■ **Task to complete**
Without skipping anything, write out each record below exactly.

■ **Data for this task**
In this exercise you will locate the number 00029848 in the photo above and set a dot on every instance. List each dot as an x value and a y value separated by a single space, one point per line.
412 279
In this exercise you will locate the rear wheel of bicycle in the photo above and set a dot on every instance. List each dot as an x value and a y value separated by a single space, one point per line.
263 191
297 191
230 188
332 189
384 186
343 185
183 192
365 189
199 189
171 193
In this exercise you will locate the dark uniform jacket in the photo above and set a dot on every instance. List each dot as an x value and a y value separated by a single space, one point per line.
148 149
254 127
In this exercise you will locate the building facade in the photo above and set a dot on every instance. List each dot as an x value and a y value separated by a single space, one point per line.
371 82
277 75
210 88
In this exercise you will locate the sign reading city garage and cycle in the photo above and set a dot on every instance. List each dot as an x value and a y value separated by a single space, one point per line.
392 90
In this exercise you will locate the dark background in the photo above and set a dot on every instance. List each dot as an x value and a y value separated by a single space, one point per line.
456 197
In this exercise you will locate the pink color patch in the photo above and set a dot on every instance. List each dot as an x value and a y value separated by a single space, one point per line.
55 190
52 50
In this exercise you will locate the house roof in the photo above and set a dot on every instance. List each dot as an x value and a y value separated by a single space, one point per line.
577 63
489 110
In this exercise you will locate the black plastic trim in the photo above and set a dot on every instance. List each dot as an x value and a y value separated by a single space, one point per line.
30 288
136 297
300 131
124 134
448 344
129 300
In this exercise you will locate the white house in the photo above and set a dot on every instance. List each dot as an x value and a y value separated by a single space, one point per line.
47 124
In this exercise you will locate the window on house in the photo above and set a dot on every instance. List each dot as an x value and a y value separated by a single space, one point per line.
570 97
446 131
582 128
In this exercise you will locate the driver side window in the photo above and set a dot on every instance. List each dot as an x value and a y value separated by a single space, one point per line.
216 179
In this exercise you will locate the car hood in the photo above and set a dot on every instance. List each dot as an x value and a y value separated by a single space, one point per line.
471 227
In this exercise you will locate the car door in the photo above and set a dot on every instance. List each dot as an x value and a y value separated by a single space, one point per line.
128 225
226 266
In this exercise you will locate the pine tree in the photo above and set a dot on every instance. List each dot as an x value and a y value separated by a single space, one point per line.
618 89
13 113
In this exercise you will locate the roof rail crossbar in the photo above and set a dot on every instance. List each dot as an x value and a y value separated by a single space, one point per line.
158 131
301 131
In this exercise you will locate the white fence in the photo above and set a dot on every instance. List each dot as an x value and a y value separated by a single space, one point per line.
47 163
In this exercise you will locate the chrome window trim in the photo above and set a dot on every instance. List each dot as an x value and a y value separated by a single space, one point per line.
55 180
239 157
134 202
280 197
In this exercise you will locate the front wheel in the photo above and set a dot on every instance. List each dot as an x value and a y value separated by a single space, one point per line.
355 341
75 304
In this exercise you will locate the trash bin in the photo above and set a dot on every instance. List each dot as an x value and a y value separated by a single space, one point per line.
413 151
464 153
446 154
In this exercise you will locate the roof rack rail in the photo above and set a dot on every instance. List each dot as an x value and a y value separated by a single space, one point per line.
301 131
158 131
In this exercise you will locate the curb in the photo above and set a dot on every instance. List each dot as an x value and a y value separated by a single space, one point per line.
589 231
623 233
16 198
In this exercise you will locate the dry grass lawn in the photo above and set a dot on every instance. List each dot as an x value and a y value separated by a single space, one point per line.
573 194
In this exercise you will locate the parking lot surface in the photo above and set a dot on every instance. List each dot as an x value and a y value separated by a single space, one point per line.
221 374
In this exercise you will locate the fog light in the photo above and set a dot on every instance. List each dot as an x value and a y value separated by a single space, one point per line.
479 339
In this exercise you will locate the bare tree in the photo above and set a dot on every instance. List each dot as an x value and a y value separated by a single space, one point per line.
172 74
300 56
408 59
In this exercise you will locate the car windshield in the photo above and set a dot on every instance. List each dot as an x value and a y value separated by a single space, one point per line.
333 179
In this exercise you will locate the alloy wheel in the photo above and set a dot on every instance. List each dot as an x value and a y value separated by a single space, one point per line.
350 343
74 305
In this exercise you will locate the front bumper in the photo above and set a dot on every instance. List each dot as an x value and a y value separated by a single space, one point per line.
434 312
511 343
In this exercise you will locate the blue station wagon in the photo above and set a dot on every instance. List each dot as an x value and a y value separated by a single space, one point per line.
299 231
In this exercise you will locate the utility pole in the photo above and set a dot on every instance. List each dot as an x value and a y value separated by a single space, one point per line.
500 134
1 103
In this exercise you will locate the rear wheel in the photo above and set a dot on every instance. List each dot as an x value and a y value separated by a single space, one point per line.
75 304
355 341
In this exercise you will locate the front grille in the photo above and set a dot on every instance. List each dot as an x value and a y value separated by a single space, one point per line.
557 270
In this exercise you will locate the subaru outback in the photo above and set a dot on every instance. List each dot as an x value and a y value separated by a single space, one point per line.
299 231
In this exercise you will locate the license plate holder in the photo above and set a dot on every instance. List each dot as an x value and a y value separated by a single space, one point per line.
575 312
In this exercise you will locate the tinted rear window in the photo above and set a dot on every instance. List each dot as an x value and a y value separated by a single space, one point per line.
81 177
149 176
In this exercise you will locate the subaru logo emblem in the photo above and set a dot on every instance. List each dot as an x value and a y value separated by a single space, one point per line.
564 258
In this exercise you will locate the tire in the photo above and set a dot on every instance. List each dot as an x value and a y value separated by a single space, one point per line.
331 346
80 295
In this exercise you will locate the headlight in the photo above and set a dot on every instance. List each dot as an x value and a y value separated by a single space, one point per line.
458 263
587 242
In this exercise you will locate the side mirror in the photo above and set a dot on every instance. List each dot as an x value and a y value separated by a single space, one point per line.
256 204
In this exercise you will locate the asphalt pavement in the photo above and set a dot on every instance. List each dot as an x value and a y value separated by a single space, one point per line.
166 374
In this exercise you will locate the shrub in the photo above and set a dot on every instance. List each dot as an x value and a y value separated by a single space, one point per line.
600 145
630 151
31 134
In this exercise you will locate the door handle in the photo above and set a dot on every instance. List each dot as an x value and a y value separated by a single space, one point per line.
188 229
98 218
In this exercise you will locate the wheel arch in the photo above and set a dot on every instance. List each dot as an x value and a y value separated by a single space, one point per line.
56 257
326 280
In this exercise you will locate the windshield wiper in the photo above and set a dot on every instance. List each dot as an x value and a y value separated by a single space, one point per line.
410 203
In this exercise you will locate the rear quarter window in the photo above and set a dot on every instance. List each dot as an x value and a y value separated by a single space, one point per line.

■ **Response area**
In this exercise you will locate the number 00029848 in the photo above and set a dot on every instance. List each dot as an x value and a y value separated by a single space, one point per line.
412 279
In this exercise you will locate the rear wheel of bicycle in the photo above and set a dot on every instance. List each dot as an x value and a y value separated by a single space, one point per line.
263 191
297 191
230 188
332 189
384 186
343 185
183 192
365 189
199 189
171 193
In this exercise you will locate the dark uniform jacket in the photo above and set a dot on every instance. List each dot as an x value and a y value separated by a single space, one point per line.
148 149
254 127
In this exercise you will locate the building facade in the photo above and set a dot on every instance. List each dot as an x value and a y value separated by a single space, one point per line.
371 82
277 75
210 88
In this exercise you will locate the sign reading city garage and cycle in the photo above and set a dot on every instance. List each dot as an x value and a y value separated by a single space, one point per line.
392 90
In this exercise you will locate the dark background in the photo above and set a dot on every instance. List each dot as an x value and a y value separated by a single space, one point per line.
456 197
In this exercise you will locate the pink color patch in the photo above and set a dot on every instance. List each dot as an x value and a y value separated by a single space, one point per line.
55 190
52 50
In this exercise you will locate the house roof in the photo above and set a dot on every instance. List each dot as an x value and a y value separated by a single space, one point per line.
577 63
489 110
In this exercise you will locate the black plastic trim in the photo above and set a dot on every instance. List each dot as an x value and a y value separated by a single space, one point per line.
30 288
136 297
300 131
124 134
448 344
129 300
In this exercise you will locate the white house in the photo above and set a dot on every instance. List each dot as an x value and a y value separated by a single space, one point per line.
47 124
In this exercise you will locate the window on house in the photo above and set a dot on every instance. List each dot as an x value and a y value separated by a single space, one point per line.
570 97
446 131
582 128
In this exercise you will locate the driver side window in the photo above and set a dot on every instance. List each dot as an x value and a y value separated by a single space, one point per line.
216 179
In this exercise you will locate the car hood in the photo above and set a dot on every instance. List each dot as an x value and a y value separated by a single space, one point per line.
471 227
In this exercise you will locate the car door in the photo above and set a dot on every instance. List each dot as an x value and a y value separated by a single space, one point per line.
128 225
226 266
In this exercise you will locate the pine tree in the photo above and set a dot on every instance. List each dot as an x value and a y value separated by a single space, one point per line.
618 89
13 113
In this exercise you will locate the roof rail crossbar in the photo above and set a dot on every instance. List each dot as an x value and a y value separated by a single space, one point per line.
158 131
301 131
In this exercise you will locate the white fence in the photo above and set a dot on every instance. List each dot as an x value and a y value separated by a single space, one point per line.
47 163
In this exercise you will locate the chrome window trim in the photo above and set a dot on every instance. List each dot as an x value and a y value separated by a single space, one point per line.
55 180
239 157
134 202
280 197
In this exercise you will locate the front wheel in the photo above and set a dot on every instance. List each dot as an x value and a y value separated by a single space, one point per line.
355 341
75 304
In this exercise you will locate the trash bin in the photo above and set a dot on every instance. List each dot as an x value and a y value separated by a single space, one point per line.
413 151
464 153
446 154
In this exercise you will locate the roof rack rail in the photo above and set a dot on every instance. List each dot as an x value and a y value separated by a single space, one point per line.
301 131
158 131
In this exercise you will locate the curb in the photo above and set a dot on every instance. List each dot as an x value and a y value separated by a single space, one point per line.
589 231
623 233
16 198
In this exercise you will locate the dry grass lawn in the photo above and set a dot on every instance. List each dot as an x value and a y value separated by a single space, one point per line.
573 194
In this exercise you will locate the parking lot surface in the photo above and set a dot on every instance. List each dot as an x value and a y value separated by a single space, one point per line.
221 374
In this exercise you will locate the fog light in the photo above and set a dot on every instance. List each dot as an x value and a y value separated by a single space, one point per line.
479 339
In this exercise you will locate the bare tree in the photo above and set a dot on every instance. List each dot as an x value and a y value separated by a single space, one point per line.
172 74
300 56
408 59
In this exercise you will locate the car windshield in the photo above and set a dot on every instance. List each dot as an x value and a y value separated by a single space, one point per line.
333 179
In this exercise you will locate the alloy wheel in the photo above and set a dot on every instance. List each dot as an x value and a y value separated by a single space, one point per line.
350 343
74 305
In this exercise you will locate the front bumper in the photo above and set a dot on every instance. List each dot as an x value and a y value separated by a single space, one point per line.
434 312
511 343
In this exercise you will locate the blue station wagon in the photo above and set a dot on every instance. List each dot as an x value and a y value separated by a single space, one point per line.
299 231
In this exercise you will locate the utility pole in the photo above and set a dot on every instance. List each dot as an x value and a y value separated by a single space, one point per line.
500 134
1 103
In this exercise you will locate the rear wheel in the photo above and set a dot on every instance. List each dot as an x value and a y value separated by a single space, one point per line.
75 304
355 341
In this exercise you will locate the front grille in the photo above and set a dot on every instance. List each dot as an x value and a y value separated by a single space, one point per line.
557 270
In this exercise you will locate the subaru outback in the photo above and set a dot on every instance. List each dot as an x value and a y value separated by a single space, one point per line.
299 231
In this exercise you will locate the license plate holder in the photo above and set a dot on every instance. List each dot as an x value and a y value separated by a single space, one point per line.
575 312
In this exercise you will locate the tinted rear window in the photo above and set a dot on every instance. List each dot as an x value and a y value separated by a single space, one point per line.
81 177
149 176
In this exercise you will locate the subaru logo emblem in the photo above and set a dot on every instance. List each dot as an x value and a y value separated by a single space, one point per line.
564 258
In this exercise you will locate the tire in the photo above and set a dot on every instance. List each dot as an x value and a y value separated by a single space, one point per line.
331 346
80 295
In this exercise you will locate the headlight in the photo above and set a dot on every instance. List each dot as an x value and a y value separated by a single space, one point per line.
458 263
587 242
In this exercise you will locate the side mirror in the photo above and set a dot on every instance. List each dot as an x value and a y value separated by a single space, one point per line.
256 204
In this exercise you will locate the asphalt pavement in the photo above and set a dot on every instance. List each dot as an x value and a y value separated by a single space, one point per line.
166 374
In this exercise you will locate the shrub in the photo above and set a dot on every instance. List each dot as an x value and a y value separated by a single space, one point per line.
600 145
630 151
31 134
In this exercise you will locate the door handle in the photo above and set a dot on every instance. List each dot as an x value and a y value separated by a single space, one point per line.
188 229
98 218
In this exercise you will locate the wheel arch in the photo above and set a dot on every instance. List each dot as an x value and a y value separated by a single space, one point per line.
56 257
326 280
In this exercise you will locate the windshield wiper in the photo above and set a dot on every instance. List each dot as an x value and a y value separated by a single space, one point per line.
410 203
In this exercise you will locate the rear quarter window in the photo above and set a dot on every instance. List each dot as an x value and a y value separated by a single space, one point per line.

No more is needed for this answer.